▸ **Page text**
------------------------------------------------------------------------

- Also known as: The Majestic; Playero; Playe; DJ Playe; Play; DJ Play;
- Born: Pedro Gerardo Torruellas Brito 2 November 1964 (age 61) Residencial Villa Kennedy, Santurce, Puerto Rico
- Genres: Reggaeton
- Occupations: DJ; record producer;
- Instrument: DJ mixer
- Years active: 1987–present
- Labels: BM; PlayGround; Columbia; Sony BMG;
- Website: Facebook Fanpage; Instagram; Twitter;

= DJ Playero =

Puerto Rican DJ and reggaeton record producer

Pedro Gerardo Torruellas Brito (born 2 November 1964), better known as Playero DJ, DJ Playero, Playe, Play, is a Puerto Rican DJ who was a key figure in the dissemination of reggaeton during its formative period in the 1990s in San Juan, Puerto Rico.

== Early life ==
Beginning in the early 1990s, he intended to do what DJ Tony Touch was already doing in New York, who was releasing a series of mixtapes, mixing popular and classic songs off most known musical styles like Reggae, Hip Hop and House. It is rumored that Playero gained his name for always using colorful t-shirts that resembled the spirit of the Summer season, and people wore them when going to the beach and they were called "Summer T'shirts", which translated in Spanish would be "Camisas Playeras".

== Mixtapes ==
Though Playero's mixtapes presumably started in Number 1 and synthesized hip-hop and dancehall/reggae rhythms, it is not known that Volumes 1 to 33 do already exist. Playero #34 made its appearance on the Internet some years ago and it was heard by people around the world realizing that this mixtape was putting together dancehall, hip hop and Puerto Rican singers freestyling in Spanish-language.

------------------------------------------------------------------------

▸ **Given data**
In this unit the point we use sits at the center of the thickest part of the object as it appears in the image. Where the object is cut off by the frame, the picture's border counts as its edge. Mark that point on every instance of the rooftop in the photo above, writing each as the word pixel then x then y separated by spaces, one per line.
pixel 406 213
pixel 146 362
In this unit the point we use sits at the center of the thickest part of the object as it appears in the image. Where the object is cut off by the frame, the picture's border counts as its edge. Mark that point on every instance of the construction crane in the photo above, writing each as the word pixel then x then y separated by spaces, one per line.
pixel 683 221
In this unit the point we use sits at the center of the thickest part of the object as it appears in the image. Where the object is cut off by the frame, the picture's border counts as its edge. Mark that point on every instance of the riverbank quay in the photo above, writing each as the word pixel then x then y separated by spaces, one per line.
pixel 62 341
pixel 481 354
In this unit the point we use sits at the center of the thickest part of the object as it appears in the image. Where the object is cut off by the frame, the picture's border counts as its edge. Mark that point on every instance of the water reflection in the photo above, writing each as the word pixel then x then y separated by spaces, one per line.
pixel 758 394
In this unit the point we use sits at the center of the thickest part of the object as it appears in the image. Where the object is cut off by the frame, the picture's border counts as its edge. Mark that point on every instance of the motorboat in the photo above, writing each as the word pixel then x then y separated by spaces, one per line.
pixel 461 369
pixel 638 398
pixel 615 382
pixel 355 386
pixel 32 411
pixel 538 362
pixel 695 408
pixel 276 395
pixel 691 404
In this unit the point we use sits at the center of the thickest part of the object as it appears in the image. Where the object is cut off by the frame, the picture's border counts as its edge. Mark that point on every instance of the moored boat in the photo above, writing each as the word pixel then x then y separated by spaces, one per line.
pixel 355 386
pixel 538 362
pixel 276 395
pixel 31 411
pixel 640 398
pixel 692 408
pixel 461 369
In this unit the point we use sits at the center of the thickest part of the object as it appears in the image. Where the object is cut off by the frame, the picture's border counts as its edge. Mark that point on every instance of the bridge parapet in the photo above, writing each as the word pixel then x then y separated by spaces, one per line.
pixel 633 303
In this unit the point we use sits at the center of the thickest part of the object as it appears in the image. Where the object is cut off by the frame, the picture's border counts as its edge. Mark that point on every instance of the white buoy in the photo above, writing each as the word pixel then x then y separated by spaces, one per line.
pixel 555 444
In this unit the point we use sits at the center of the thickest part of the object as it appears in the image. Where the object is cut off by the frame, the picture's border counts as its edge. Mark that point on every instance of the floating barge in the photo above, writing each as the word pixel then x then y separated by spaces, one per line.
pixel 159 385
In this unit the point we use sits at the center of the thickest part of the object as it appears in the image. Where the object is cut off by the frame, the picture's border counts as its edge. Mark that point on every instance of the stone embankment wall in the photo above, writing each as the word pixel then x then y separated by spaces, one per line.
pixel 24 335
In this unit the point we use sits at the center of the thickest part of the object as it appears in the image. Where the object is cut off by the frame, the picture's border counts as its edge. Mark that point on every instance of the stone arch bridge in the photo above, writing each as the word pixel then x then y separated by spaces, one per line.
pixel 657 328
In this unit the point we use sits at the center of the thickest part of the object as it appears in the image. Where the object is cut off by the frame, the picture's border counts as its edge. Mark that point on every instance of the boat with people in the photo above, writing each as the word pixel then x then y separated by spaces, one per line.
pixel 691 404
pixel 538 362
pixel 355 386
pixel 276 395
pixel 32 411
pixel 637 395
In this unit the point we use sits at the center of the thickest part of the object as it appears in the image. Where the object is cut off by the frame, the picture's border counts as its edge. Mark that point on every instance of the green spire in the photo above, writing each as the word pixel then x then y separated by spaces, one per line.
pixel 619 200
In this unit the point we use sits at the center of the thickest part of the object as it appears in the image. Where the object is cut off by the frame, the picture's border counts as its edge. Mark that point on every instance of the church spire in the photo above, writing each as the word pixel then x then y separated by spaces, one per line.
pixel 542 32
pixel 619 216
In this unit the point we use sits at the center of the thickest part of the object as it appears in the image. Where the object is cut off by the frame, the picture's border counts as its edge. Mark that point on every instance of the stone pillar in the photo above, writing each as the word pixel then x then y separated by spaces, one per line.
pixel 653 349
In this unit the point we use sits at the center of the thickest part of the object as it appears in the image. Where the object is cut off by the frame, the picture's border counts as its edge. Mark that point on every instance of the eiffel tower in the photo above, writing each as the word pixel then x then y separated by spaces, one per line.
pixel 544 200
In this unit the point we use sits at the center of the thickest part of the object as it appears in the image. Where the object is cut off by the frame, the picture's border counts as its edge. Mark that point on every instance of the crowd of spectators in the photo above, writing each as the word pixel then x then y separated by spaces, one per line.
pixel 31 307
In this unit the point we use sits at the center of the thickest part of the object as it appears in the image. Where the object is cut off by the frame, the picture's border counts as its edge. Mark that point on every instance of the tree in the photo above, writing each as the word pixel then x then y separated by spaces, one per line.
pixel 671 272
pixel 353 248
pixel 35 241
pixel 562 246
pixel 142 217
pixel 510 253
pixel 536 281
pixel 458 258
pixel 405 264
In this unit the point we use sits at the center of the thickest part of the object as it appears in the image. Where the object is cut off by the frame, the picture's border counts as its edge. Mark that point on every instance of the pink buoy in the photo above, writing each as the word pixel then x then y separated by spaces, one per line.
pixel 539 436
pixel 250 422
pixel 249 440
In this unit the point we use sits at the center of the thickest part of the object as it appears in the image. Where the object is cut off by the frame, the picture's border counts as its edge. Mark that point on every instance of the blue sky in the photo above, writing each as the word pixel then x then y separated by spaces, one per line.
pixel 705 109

------------------------------------------------------------------------

▸ **Jobs**
1. In the DJ Playero text, which DJ was already releasing mixtapes in New York?
2. List every record label named in the DJ Playero text.
3. Reproduce the DJ Playero text word for word, everything from "Pedro Gerardo Torruellas Brito (born" down to "Juan, Puerto Rico.".

▸ **Exercise answers**
1. DJ Tony Touch

2. BM, PlayGround, Columbia, Sony BMG

3.
Pedro Gerardo Torruellas Brito (born 2 November 1964), better known as Playero DJ, DJ Playero, Playe, Play, is a Puerto Rican DJ who was a key figure in the dissemination of reggaeton during its formative period in the 1990s in San Juan, Puerto Rico.